**WRITTEN INSTRUCTION:** Your task is to copy every line of this material exactly.
========
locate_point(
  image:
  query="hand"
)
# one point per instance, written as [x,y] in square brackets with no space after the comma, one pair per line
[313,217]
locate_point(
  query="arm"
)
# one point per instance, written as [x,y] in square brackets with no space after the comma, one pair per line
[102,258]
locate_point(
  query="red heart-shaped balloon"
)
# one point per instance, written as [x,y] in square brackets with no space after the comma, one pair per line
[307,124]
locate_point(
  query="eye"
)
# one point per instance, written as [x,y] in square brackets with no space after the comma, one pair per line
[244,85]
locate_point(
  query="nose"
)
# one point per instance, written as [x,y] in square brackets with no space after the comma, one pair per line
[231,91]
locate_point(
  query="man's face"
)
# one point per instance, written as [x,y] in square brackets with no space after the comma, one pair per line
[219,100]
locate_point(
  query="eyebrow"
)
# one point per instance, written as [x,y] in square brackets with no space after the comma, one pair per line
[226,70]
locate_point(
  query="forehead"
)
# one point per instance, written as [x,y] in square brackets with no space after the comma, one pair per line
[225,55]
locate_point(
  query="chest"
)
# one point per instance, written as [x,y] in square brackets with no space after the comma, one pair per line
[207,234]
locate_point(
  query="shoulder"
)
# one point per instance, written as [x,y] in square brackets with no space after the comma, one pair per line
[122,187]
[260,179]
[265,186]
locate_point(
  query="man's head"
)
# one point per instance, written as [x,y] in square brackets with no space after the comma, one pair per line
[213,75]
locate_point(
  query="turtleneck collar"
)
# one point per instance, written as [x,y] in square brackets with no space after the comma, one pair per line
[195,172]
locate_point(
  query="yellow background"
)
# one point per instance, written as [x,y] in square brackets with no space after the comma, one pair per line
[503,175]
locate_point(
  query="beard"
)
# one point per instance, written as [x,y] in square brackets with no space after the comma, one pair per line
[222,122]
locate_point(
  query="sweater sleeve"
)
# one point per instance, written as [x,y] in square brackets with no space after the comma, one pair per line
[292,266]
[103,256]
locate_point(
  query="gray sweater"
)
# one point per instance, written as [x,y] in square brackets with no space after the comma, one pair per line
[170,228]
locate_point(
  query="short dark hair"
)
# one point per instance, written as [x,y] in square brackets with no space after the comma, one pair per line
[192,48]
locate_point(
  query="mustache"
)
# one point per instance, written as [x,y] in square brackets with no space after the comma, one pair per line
========
**FINAL RESULT:**
locate_point(
  image:
  query="hand"
)
# one point per instance, written as [x,y] in square brackets with no space after the comma, one pair per line
[313,217]
locate_point(
  query="arm"
)
# one point per instance, written as [x,y] in square brackets with no space after the comma, one pair per line
[102,258]
locate_point(
  query="red heart-shaped balloon"
)
# one point per instance, written as [x,y] in square brackets with no space after the comma, one pair per line
[307,124]
locate_point(
  query="eye"
)
# one point per instance, written as [x,y] in square brackets with no space after the comma, one pair per line
[244,85]
locate_point(
  query="nose"
)
# one point per instance, written as [x,y] in square brackets with no space after the comma, one pair per line
[231,91]
locate_point(
  query="man's face"
)
# one point per instance, written as [x,y] in square brackets with no space after the comma, one pair per line
[219,100]
locate_point(
  query="eyebrow"
)
# one point per instance, written as [x,y] in square brackets with no space after the comma, one pair per line
[226,70]
locate_point(
  query="forehead"
)
# one point per instance, written as [x,y] in square brackets with no space after the comma, one pair per line
[225,55]
locate_point(
  query="chest"
)
# one point per instance, written as [x,y] in square brackets with no space after the comma, one pair per line
[207,234]
locate_point(
  query="shoulder"
)
# one point per instance, written as [x,y] in square brackets with no space after the comma, one pair per line
[122,187]
[260,179]
[265,186]
locate_point(
  query="man's head"
)
# one point per instance, written as [x,y] in square brackets with no space after the comma, one pair per line
[213,75]
locate_point(
  query="turtleneck collar"
)
# one point per instance, written as [x,y] in square brackets with no space after the comma, one pair per line
[195,172]
locate_point(
  query="yellow background"
)
# one point per instance, written as [x,y] in square brackets with no space after the comma, one pair per line
[503,175]
locate_point(
  query="beard"
)
# one point per instance, written as [x,y] in square brackets with no space after the comma, one pair per line
[222,122]
locate_point(
  query="sweater sleeve"
)
# one point per instance, written as [x,y] in square brackets with no space after the comma, one pair per line
[292,266]
[103,256]
locate_point(
  query="gray sweater"
)
# one point per instance, written as [x,y] in square brackets with no space after the comma, one pair per line
[170,228]
locate_point(
  query="short dark hair"
)
# one point per instance, written as [x,y] in square brackets with no space after the comma, one pair per line
[192,48]
locate_point(
  query="mustache"
)
# one point per instance, written as [x,y] in square brackets with no space after the comma, one pair per line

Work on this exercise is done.